Nelle ultime settimane la crisi nel nord della Nigeria è arrivata all’attenzione del mondo soprattutto dopo il sequestro delle studentesse da parte del gruppo Boko Haram. Leonello Fani, 35 anni, di Bracciano, da tempo lavora in Nigeria per l’assocazione Apurimac di cui è il responsabile paese.
Che cosa sapete voi che siete lì di questa vicenda?
Le informazioni su questa vicenda sono tenute nell’ombra. Per esempio non si sa nulla delle ragazze che sono riuscite a fuggire. Non è stata resa pubblica alcuna dichiarazione che avrebbe potuto aiutare a capire meglio come sono andate le cose la sera del rapimento. Della vicenda in sé si può dire che le studentesse si sono trovate coinvolte in una situazione più grande di loro e molto complessa che coinvolge le dinamiche di politica nazionale e il ruolo cruciale giocato dalla Nigeria in Africa.
Le violenze compiute dal gruppo Boko Haram non sono una novità. Chi sono questi estremisti, perché agiscono e hanno un seguito popolare?
Boko Haram balla sulla carcassa dello stato. Quando siamo di fronte ad un paese con le caratteristiche della Nigeria, che ha indicibili livelli di sperequazione, Boko Haram (così come qualsiasi altro gruppo radicale) trova un seguito popolare, poiché critica radicalmente tutta la classe dirigente – senza fare distinzioni religiose – considerata colpevole dello sfacelo in cui versa il paese e poiché offre una causa per cui spendere la propria vita. Boko Haram non ha un seguito popolare diffuso nel paese, ha un seguito nelle zone del Nord Est che sono la loro roccaforte e un seguito in parte dell’establiment nigeriano.
Perché il governo sembra impotente di fronte a questa situazione?
Il governo è impotente perché diviso all’interno. Se ci fosse unità di intenti il discorso della difesa del territorio e delle sue persone sarebbe stato affrontato con una strategia migliore e forza maggiore.

▶ **Dati estratti**:

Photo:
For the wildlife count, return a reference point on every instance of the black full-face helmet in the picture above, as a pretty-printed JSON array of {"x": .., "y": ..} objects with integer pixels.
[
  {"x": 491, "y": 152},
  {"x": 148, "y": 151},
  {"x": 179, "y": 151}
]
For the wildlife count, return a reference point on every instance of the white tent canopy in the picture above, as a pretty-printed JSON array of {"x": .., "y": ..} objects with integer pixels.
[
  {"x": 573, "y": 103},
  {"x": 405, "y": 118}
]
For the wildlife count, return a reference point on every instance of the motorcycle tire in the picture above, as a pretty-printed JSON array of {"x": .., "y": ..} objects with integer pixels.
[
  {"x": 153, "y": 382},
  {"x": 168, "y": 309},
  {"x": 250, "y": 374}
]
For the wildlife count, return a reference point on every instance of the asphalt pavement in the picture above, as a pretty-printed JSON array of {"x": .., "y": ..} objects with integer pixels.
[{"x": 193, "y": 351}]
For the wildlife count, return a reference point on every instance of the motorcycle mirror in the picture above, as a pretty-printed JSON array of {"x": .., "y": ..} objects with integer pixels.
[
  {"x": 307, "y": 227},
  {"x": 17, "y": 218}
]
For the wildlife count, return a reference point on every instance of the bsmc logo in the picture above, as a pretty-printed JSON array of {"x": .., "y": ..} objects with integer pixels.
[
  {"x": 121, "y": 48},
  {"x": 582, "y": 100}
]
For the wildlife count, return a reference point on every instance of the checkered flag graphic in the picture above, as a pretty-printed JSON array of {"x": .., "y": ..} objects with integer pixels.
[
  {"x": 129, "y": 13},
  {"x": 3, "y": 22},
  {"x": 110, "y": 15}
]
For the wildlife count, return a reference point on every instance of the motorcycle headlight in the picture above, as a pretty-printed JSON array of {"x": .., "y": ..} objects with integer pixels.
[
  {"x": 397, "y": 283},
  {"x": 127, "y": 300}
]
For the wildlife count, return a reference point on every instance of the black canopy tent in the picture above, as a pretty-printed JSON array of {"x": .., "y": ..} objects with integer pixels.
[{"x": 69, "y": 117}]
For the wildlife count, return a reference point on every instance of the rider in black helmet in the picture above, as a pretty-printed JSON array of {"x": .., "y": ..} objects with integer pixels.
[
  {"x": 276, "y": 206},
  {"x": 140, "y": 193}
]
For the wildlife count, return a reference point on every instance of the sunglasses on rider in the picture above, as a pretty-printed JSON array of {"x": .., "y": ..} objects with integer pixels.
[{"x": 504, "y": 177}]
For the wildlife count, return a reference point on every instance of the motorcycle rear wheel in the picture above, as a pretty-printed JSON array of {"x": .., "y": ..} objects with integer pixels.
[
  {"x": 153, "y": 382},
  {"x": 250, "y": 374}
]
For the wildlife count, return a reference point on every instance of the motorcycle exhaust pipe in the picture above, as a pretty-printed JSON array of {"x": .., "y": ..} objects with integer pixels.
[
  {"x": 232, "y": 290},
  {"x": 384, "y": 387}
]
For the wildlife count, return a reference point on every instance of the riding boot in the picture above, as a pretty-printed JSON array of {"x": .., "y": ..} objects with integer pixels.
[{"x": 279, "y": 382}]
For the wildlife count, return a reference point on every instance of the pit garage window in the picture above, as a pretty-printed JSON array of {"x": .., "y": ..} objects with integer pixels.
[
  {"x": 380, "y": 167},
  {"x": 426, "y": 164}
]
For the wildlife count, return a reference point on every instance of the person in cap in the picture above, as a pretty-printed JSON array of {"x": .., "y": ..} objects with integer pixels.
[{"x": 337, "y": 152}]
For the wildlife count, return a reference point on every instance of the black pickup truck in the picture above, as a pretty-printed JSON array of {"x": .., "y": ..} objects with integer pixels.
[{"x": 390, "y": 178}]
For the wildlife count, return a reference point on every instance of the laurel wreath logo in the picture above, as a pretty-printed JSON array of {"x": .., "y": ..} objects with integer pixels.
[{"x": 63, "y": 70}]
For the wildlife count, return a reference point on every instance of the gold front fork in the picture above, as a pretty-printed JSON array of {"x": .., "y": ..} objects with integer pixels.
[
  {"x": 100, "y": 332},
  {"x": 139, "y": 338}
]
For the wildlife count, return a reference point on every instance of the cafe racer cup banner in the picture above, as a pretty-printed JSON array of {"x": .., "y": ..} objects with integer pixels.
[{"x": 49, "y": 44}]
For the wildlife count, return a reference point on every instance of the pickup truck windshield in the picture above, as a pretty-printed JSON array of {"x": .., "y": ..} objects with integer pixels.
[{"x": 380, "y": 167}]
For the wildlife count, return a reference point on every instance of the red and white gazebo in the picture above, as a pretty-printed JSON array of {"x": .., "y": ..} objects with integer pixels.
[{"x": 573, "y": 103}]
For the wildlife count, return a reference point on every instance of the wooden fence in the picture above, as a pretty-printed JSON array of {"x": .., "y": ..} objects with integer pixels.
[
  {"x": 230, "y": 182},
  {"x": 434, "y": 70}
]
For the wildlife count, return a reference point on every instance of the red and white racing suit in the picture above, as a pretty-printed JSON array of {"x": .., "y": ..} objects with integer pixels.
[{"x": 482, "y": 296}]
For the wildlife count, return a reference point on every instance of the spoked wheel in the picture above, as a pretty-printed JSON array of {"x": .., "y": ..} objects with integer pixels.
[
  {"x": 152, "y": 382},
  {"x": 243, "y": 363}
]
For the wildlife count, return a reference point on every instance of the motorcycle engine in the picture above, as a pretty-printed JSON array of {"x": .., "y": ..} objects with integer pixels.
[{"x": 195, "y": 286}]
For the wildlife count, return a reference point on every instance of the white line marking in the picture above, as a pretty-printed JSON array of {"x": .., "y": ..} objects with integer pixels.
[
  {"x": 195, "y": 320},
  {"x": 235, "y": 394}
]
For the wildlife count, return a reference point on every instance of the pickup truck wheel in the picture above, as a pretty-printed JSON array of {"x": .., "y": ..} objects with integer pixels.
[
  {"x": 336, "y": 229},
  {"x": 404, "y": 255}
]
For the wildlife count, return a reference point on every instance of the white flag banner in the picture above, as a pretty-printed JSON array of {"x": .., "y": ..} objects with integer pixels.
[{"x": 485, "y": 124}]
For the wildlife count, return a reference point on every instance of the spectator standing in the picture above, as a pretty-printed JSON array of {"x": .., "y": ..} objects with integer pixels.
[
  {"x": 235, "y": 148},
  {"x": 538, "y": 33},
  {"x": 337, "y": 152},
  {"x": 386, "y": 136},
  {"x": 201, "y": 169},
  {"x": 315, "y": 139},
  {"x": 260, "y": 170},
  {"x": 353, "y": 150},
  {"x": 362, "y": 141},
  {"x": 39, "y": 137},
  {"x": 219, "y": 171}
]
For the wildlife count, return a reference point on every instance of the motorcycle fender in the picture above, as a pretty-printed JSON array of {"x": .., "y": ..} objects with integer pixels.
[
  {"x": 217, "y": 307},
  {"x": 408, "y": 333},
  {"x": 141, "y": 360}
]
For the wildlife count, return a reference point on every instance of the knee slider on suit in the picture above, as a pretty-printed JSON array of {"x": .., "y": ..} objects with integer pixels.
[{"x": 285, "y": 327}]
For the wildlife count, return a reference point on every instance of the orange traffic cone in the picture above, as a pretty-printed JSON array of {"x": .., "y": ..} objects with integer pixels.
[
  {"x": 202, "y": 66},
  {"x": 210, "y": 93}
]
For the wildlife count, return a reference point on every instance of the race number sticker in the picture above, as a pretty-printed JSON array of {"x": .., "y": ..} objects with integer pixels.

▶ **Attività da svolgere**:
1. Ricopia dall'intervista su Boko Haram il passo che comincia con "Le informazioni su" e prosegue fino a "un seguito popolare?".
2. Riscrivi in forma più breve il paragrafo dell'intervista su Boko Haram che inizia con "Boko Haram balla sulla carcassa dello stato", mantenendone i fatti principali.
3. Continua l'intervista su Boko Haram dopo l'ultima frase della risposta sul governo.
L'elenco non ha alcun ruolo in questo lavoro.

▶ **Soluzioni**:
1.
Le informazioni su questa vicenda sono tenute nell’ombra. Per esempio non si sa nulla delle ragazze che sono riuscite a fuggire. Non è stata resa pubblica alcuna dichiarazione che avrebbe potuto aiutare a capire meglio come sono andate le cose la sera del rapimento. Della vicenda in sé si può dire che le studentesse si sono trovate coinvolte in una situazione più grande di loro e molto complessa che coinvolge le dinamiche di politica nazionale e il ruolo cruciale giocato dalla Nigeria in Africa.
Le violenze compiute dal gruppo Boko Haram non sono una novità. Chi sono questi estremisti, perché agiscono e hanno un seguito popolare?

2. Boko Haram sfrutta il dissesto dello Stato. In un paese con enormi disuguaglianze come la Nigeria, il gruppo trova consenso per due ragioni. Critica in modo radicale tutta la classe dirigente, senza distinzioni religiose, ritenendola colpevole della rovina del paese. Offre inoltre una causa per cui spendere la vita. Il suo seguito non è diffuso in tutto il paese: si concentra nelle zone del Nord Est, sua roccaforte, e in una parte dell'establishment nigeriano.

3.
Gli estremisti sembrano attaccare soprattutto i cristiani ma colpiscono anche dei musulmani. Tentano di alimentare un conflitto religioso?
Boko Haram attacca innanzi tutto i simboli dello stato, a partire dalle forze di polizia e dai militari che sono stati dispiegati negli stati del Nord est del paese. Poi attacca la popolazione civile, privilegiando obiettivi cristiani. Stanno combattendo la loro guerra dal loro punto di vista dell’islamismo radicale, che non accetta la presenza di religioni diverse da quella islamica. Tuttavia, credo che neanche da parte loro, così come ormai da parte della popolazione nigeriana, ci sia l’idea di alimentare uno scontro religioso. L’idea di ridurre la complessità nigeriana allo scontro religioso ha perso la sua forza, come noi sosteniamo da sempre.
Apurimac è impegnata da anni sul campo appoggiando chi cerca il dialogo tra le diverse fedi. Ci sono speranze di riuscirci?
Apurimac è impegnata a mitigare il conflitto nella middle belt nigeriana agendo sulle sue strutturali e sulle sue cause sovra-strutturali. Con un’azione a supporto delle istituzioni legate all’istruzione primaria e secondaria e combattendo la disoccupazione. Poi si agisce cercando di garantire un buon livello di cure mediche.
Oltre a questo, cerchiamo di facilitare il dialogo non tanto tra le fedi ma tra persone e le comunità in cui le possibilità di crisi violente è alta. Dunque si organizzano sessioni di incontri, spesso anche molto duri, ma che hanno la capacità di ristabilire un contatto.
Quali sono le attività che svolge Apurimac in Nigeria?
Agiamo principalmente in tre stati (Nassarawa, Kaduna, Plateau) con l’obiettivo di ridurre le cause del conflitto che da anni infesta questi luoghi e queste persone. Per raggiungere l’obiettivo lavoriamo in cinque ambiti: istruzione; formazione professionale ed inserimento al lavoro; riconciliazione e supporto medico alle vittime; ruolo dei media; ruolo della società civile nel processo democratico nigeriano.
La Nigeria è il paese più popoloso dell’Africa con circa 180 milioni di abitanti e il più ricco grazie alle riserve petrolifere. E’ considerata una potenza emergente ma non riesce a trovare pace. Perché?
Citiamo 4 elementi sui mille che potrebbero contribuire alla risposta: corruzione, individualismo, sperequazione e debolezza dell’impalcatura istituzionale. Questi elementi sono strutturali e sono il frutto di decenni di politiche che con estrema precisione hanno portato il paese fin qui.